>> Start

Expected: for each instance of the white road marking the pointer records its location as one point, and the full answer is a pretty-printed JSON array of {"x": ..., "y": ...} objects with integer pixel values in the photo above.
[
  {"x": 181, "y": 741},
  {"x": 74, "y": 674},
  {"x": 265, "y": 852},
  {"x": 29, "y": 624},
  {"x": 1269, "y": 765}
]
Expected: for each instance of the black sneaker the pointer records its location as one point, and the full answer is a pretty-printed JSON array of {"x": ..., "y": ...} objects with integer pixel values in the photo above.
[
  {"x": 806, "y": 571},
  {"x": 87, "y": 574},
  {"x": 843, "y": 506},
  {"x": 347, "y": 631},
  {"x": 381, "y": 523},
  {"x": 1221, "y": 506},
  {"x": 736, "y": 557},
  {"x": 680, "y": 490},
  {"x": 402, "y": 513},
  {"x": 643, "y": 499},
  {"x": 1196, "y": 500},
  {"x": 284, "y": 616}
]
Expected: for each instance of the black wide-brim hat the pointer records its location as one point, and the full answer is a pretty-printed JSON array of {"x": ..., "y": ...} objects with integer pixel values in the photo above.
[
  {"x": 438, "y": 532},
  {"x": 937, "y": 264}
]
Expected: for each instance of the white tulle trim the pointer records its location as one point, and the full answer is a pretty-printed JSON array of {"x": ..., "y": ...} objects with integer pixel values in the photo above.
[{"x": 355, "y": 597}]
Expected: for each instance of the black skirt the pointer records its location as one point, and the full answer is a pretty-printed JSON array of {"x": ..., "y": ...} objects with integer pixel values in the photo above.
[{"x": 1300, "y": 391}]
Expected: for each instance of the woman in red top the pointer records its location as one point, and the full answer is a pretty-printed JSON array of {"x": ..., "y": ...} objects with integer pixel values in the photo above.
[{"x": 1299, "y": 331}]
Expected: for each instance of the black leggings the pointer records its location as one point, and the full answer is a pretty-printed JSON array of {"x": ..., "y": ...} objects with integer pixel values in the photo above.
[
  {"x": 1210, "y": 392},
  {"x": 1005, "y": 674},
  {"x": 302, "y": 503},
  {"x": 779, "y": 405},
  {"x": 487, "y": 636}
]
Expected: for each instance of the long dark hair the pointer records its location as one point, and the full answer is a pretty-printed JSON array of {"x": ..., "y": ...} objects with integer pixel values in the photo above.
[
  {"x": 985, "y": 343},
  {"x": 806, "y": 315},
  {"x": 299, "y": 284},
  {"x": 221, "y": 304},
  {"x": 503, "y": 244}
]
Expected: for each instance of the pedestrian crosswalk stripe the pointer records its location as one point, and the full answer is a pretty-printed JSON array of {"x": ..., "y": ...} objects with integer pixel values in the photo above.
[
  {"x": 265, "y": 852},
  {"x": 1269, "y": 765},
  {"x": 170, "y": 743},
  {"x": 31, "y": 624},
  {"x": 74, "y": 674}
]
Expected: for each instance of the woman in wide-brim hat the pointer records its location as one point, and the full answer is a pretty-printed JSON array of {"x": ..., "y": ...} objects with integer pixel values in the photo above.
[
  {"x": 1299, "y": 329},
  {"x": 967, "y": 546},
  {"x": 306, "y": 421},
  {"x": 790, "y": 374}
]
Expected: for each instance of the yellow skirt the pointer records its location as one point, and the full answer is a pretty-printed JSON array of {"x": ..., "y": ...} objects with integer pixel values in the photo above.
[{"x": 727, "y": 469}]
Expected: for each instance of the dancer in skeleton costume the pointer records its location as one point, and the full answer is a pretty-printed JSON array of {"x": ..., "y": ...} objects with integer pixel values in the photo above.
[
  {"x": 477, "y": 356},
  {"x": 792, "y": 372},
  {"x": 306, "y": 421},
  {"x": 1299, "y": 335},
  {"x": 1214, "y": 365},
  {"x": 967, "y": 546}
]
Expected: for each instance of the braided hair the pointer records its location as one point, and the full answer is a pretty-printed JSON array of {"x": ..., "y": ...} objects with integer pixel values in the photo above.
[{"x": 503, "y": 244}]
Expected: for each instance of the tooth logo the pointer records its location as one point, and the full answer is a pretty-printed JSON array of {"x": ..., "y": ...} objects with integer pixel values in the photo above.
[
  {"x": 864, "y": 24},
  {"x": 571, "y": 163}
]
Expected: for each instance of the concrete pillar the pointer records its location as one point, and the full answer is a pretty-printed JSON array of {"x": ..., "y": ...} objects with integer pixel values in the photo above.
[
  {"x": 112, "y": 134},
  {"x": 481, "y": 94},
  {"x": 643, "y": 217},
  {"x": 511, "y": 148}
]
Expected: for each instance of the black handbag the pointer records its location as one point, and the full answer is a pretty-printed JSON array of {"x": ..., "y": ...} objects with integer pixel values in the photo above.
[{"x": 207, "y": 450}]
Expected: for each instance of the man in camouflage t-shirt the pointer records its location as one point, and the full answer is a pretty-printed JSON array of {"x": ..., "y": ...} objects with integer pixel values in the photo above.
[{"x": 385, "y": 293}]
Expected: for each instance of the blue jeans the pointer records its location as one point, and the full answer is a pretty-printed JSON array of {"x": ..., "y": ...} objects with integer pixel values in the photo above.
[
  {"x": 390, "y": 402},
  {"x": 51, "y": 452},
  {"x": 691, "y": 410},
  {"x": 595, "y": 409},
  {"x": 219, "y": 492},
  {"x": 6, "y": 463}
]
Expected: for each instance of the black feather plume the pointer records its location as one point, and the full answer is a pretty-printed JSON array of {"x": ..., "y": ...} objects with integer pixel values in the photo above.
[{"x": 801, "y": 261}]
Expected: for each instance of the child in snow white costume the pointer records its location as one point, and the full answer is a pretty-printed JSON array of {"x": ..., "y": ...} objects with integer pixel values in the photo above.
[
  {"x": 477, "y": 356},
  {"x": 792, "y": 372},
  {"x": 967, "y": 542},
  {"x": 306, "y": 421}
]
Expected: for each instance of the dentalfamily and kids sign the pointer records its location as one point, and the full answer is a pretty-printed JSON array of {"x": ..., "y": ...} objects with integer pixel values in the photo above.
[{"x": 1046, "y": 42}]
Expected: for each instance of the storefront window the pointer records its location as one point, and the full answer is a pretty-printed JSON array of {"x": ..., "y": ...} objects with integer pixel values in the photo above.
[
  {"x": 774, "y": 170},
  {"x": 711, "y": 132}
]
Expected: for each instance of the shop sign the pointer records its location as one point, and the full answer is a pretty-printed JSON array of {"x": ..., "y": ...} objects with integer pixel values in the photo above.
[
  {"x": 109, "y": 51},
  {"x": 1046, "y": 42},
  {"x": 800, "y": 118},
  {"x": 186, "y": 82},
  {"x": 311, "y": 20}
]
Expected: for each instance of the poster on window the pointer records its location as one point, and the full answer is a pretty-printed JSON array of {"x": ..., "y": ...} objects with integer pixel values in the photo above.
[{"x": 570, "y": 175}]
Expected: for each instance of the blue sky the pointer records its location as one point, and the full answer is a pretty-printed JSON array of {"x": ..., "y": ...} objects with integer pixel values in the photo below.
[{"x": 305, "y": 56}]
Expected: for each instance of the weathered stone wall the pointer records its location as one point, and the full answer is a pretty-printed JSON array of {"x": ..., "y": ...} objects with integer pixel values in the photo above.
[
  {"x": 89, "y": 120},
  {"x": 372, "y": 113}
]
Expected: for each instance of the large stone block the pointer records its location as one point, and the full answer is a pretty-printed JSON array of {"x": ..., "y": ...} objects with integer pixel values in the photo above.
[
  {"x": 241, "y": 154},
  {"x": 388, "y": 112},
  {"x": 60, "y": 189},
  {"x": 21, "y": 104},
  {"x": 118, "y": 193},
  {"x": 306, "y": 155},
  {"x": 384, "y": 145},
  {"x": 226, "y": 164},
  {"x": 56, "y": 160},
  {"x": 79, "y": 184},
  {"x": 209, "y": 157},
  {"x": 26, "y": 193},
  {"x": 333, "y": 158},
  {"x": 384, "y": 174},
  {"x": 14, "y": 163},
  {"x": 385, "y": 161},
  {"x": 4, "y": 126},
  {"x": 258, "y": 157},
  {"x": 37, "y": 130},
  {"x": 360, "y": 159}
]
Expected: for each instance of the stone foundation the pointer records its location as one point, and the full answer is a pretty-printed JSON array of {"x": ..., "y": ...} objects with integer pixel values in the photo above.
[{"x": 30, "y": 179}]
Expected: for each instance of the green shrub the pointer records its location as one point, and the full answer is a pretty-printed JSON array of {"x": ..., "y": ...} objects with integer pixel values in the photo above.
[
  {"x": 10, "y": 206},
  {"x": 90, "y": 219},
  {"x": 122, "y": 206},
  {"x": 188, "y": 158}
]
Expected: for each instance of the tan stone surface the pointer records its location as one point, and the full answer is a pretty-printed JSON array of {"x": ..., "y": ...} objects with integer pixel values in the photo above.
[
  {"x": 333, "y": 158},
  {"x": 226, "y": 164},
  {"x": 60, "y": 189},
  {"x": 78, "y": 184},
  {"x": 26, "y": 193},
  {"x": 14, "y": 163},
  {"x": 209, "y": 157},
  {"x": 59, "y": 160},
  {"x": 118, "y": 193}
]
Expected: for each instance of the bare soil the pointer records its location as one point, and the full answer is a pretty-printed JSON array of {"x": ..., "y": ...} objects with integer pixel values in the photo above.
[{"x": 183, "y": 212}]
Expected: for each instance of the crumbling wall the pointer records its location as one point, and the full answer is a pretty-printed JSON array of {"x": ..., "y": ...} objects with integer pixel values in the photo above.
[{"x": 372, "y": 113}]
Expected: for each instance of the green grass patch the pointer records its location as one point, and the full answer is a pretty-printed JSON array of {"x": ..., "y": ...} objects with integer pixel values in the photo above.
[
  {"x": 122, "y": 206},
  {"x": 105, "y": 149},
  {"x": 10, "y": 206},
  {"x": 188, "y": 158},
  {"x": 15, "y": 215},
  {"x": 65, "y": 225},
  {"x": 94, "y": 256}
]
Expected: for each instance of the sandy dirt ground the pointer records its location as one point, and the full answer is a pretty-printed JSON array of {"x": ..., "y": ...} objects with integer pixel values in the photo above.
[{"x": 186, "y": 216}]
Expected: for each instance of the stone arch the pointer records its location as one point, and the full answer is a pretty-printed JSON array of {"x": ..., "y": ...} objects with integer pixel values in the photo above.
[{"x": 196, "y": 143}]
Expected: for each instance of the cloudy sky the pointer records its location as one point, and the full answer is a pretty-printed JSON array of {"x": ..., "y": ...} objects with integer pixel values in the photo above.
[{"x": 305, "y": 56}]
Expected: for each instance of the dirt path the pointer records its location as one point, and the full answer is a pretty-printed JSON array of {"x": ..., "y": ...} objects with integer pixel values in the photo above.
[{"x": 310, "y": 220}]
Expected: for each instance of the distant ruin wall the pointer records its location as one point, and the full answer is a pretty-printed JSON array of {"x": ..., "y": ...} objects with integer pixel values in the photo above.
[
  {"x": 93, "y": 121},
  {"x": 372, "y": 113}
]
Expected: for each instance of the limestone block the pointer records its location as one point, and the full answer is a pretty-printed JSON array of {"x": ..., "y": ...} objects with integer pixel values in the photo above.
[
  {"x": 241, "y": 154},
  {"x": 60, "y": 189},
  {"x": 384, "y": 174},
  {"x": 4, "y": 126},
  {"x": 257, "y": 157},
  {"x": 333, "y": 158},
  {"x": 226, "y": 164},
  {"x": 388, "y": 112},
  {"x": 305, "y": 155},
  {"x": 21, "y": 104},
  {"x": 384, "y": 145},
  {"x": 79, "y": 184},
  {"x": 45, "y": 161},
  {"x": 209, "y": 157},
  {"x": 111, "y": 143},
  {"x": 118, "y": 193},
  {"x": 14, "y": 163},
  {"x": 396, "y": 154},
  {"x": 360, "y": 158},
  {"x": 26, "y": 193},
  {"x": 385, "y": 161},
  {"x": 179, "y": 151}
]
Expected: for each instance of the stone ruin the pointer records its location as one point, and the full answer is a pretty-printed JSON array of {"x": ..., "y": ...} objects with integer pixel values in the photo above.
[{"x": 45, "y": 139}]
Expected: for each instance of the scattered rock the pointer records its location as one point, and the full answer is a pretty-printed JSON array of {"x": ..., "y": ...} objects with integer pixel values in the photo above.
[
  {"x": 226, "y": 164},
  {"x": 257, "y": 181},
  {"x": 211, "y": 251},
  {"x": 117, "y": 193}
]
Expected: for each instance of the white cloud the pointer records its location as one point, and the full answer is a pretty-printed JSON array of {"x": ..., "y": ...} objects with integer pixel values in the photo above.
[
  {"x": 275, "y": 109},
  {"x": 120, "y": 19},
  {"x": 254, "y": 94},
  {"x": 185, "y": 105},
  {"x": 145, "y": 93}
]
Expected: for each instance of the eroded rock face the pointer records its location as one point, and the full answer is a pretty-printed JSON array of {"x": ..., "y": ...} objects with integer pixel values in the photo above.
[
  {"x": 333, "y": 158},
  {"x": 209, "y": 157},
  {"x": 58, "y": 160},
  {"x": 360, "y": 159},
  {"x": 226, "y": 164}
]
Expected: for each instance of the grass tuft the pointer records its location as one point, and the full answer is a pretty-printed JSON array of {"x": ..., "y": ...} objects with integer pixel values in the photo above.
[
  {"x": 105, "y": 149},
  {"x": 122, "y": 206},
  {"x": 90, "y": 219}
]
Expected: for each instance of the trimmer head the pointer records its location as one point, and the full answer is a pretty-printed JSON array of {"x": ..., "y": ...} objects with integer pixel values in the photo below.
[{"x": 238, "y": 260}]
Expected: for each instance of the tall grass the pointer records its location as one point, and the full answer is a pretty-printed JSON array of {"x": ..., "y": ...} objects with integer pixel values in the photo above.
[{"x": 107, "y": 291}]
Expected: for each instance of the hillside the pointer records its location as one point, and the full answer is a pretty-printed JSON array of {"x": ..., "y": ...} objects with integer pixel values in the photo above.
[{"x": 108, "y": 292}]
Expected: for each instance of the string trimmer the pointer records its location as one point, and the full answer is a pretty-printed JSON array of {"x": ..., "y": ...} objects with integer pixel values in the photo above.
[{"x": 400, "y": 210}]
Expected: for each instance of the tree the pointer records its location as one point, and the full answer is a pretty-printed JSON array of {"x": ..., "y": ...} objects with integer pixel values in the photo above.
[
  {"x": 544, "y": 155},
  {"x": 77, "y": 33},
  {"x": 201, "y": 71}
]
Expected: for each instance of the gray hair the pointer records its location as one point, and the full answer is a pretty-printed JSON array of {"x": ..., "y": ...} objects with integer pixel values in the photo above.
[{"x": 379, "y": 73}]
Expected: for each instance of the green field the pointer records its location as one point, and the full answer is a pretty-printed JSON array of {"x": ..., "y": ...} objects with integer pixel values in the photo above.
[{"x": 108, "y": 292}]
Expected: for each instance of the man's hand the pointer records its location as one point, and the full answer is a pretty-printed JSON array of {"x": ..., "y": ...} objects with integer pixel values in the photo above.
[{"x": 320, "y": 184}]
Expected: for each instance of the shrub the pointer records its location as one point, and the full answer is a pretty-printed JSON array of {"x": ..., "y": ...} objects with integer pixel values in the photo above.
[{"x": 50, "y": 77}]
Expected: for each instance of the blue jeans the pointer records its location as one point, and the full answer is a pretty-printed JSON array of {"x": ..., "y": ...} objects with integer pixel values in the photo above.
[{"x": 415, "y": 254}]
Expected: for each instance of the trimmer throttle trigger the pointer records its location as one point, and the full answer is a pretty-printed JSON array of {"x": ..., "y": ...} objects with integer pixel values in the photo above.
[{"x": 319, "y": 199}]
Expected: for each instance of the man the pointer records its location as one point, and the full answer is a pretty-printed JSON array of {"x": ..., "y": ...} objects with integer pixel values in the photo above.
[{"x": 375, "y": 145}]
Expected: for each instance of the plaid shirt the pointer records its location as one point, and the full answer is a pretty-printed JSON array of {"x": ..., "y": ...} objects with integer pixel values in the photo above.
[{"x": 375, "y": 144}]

>> End

> **Stated task**
Exactly repeat the lines from the line that contains "Expected: for each instance of the green field" to the end of the entries, both included, and leave out all other lines.

> **Result of the task**
Expected: for each instance of the green field the pointer records its location as one point, and the full answer is a pretty-printed JSON array of {"x": ..., "y": ...} objects with integer pixel values in the photo above.
[{"x": 108, "y": 292}]
Expected: for each instance of the man's hand the pointer records its location as one point, and the full answer is a pretty-printed JSON array of {"x": ..., "y": ...} objects with integer pixel values in the photo above.
[{"x": 320, "y": 184}]
Expected: for each instance of the shrub the pointer records its location as one point, and the full answer is a pretty-printed JSON array of {"x": ..., "y": ...} objects with integer pixel values in the photo above.
[{"x": 50, "y": 77}]
Expected: for each instance of the blue jeans the pointer records its location as one point, and the full answer is a pretty-printed JSON array of {"x": ..., "y": ...} objects with integer pixel values in the photo above.
[{"x": 415, "y": 254}]
Expected: for each instance of the trimmer throttle trigger the pointer records its location as one point, and the full answer is a pretty-printed JSON array of {"x": ..., "y": ...} objects with integer pixel values in the photo above.
[{"x": 319, "y": 199}]
Expected: for each instance of the man the pointer records its location as one point, and the full answer is a pretty-printed JSON array of {"x": ..., "y": ...} objects with integer pixel values in the photo above.
[{"x": 375, "y": 145}]
Expected: for each instance of the plaid shirt the pointer records its location as one point, and the full answer is a pretty-printed JSON array of {"x": ..., "y": ...} objects with integer pixel values in the photo above.
[{"x": 375, "y": 144}]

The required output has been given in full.